TASK ITEM A
Answer the following from the post on studying for the minidegree certification, one per line:
(i) How many weeks does the writer have to finish the minidegree?
(ii) When does the writer usually have the block of time needed for a track that takes a couple of hours?
(iii) What does the writer say is the direct cause of most wrong quiz answers?
TASK ITEM B
Resume the post on studying for the minidegree certification, picking up after its final sentence.

PASSAGE FOR REVIEW
****************************************

Winners don’t just learn the fundamentals, they master them. You have to monitor your fundamentals constantly because the only thing that changes will be your attention to them.Michael Jordan
Some time ago I read a post saying that the majority of people that sign up for an online course don’t finish it. There are many reasons, but this week I want to share with you two ideas that are relevant in my circumstances:
- parts of the material I am watching is not relevant at the point I’m studying for the certification.
- some tracks of the minidegree are beginner level (I still watched them) but take time to go over the videos.
The review for this week is a bit different. I feel that the state of mind needs to be recognized in this journey to get the certification. First of all, the plan I started out with is not suitable. Just saying 2 hours/day to finish the material is easier said than done. I like to watch the chapters entirely and not break them into smaller groups. So if I want to follow a track that takes a couple of hours I need to make sure I have that block of time. This usually happens on weekends.
Why it is easy to get stuck
To address the two points at the start of the article, let me just say that studying with a deadline changes the whole learning experience. I have 12 weeks to finish the minidegree, therefore all subjects are important, even if at this point I am not interested in Google Tag Manager for example.
On the other side, the GA track was just a reminder for concepts I am familiar with. Sure, it helped me develop new opinions like always find a specialized agency that is doing GA setups. It’s so easy to miss some steps or forget to activate an option… It is better to let people do it all the time.
Now more than ever, I feel that the value of a growth hacker or data analyst is not in implementing GA, but in understanding how that data flows and addressing business questions.
Another point is taking tests. At the end of each chapter, there is a quiz that reminds me of why I didn’t enjoy school. And no, it’s not about being tested. It is about paying attention and not focusing on the act of taking a test.
And yes, the ego plays a part. I consider to be better than looking for the right answer and I go for the fast response even if there is no time limit. Most of the wrong answers are a direct result of a lack of concentration.
It is like I am playing a game of how fast can I finish the quiz, so when I fail a couple of tests, it starts to feel like I am not advancing.

****************************************

PROVIDED MATERIAL

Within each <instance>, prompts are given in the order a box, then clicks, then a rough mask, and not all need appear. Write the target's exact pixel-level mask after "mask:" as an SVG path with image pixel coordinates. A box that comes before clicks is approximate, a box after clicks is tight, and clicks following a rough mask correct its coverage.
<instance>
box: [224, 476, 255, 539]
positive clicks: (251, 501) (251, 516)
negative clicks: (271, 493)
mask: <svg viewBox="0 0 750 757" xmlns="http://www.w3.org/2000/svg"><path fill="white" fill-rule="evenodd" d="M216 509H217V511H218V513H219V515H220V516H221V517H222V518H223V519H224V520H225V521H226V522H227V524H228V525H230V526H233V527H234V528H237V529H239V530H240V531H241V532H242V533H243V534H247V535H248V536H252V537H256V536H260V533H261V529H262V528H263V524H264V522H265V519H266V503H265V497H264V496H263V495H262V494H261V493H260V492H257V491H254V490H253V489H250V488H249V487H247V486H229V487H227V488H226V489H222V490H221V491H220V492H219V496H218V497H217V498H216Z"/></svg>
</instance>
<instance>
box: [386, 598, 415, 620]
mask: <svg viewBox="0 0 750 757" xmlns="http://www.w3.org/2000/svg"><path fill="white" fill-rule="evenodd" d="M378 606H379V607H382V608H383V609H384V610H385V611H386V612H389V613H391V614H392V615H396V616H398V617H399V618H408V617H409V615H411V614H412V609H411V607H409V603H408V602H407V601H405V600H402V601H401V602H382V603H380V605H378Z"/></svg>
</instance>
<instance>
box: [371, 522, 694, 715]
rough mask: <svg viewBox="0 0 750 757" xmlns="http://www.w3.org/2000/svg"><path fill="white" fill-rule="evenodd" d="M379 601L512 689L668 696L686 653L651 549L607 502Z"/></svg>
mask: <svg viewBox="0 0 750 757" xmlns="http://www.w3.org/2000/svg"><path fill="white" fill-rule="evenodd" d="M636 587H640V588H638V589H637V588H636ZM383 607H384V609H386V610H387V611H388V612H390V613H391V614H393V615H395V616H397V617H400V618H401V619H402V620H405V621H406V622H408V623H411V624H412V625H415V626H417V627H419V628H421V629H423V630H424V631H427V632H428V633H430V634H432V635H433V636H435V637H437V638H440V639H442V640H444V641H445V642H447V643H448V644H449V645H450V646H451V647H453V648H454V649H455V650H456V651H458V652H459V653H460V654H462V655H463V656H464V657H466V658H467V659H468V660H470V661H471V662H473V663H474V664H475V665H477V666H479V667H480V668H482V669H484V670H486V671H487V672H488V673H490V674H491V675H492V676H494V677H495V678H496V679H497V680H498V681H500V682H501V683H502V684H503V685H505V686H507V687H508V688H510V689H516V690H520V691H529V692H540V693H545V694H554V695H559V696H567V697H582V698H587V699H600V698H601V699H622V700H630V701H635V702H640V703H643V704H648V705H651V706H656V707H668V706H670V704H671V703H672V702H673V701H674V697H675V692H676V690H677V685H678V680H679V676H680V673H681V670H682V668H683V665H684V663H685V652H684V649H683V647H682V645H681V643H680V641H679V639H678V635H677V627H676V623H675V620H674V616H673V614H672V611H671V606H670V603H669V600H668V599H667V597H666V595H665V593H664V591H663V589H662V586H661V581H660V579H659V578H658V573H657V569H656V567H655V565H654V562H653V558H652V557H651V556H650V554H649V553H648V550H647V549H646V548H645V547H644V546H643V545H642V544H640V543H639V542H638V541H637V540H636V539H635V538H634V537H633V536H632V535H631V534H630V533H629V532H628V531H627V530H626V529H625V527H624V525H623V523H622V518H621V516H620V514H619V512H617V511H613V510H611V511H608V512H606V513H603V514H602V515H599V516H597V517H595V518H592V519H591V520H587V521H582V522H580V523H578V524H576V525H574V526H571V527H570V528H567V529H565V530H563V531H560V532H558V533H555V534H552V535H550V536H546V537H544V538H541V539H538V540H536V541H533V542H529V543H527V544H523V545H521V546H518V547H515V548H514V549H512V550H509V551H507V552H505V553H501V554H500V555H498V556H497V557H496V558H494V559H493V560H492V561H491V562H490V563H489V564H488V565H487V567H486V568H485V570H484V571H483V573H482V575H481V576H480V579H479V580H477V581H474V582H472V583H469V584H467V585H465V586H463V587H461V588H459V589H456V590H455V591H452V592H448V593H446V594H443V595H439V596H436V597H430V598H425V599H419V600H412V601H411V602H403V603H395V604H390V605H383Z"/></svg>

****************************************

RESULT A
(i) 12 weeks.
(ii) On weekends.
(iii) A lack of concentration.

RESULT B
How I overcome the moment when I get stuck.
I changed the learning experience since this week I will attend a meeting where we’ll talk about use cases for Google Analytics 360. Instead of continuing where I left off, I decided to jump to another track.
I think the full value of the minidegree is to “study” particular modules when I can tie them with a situation from the real life.
So, to overcome the moment, I decided to skip a chapter and dive into the Data and analytics track. I started with the beginner Google Analytics chapter knowing that fundamentals are essential for any professional. A great opportunity to go over them again, but some videos were 40-minute long.
Data and analytics key takeaways
Compared with last week when I learned about how to run growth experiments and I felt the need to take notes every step of the track, this time it was an easy-going lecture were I relaxed and listen to the teacher.
Not much I would add about Google Analytics (beginner and intermediate) and Google Tag Manager chapters because I am a firm believer that practice makes perfect (and this is what the presenter mentioned every time). Here are some key takeaways
- always open Google Analytics with a question in mind, find the information you need in order to deliver the answer. This is how you make the data valuable.
- most of the analytics setups are probably broken and this is OK. Always test and adapt. Listening to Chris Mercer from MeasurementMarketing.io made me realize that it’s apparently impossible to have a perfect setup from the start.
- always test your setup and yourself (meaning that you check if the hits are recorded correctly)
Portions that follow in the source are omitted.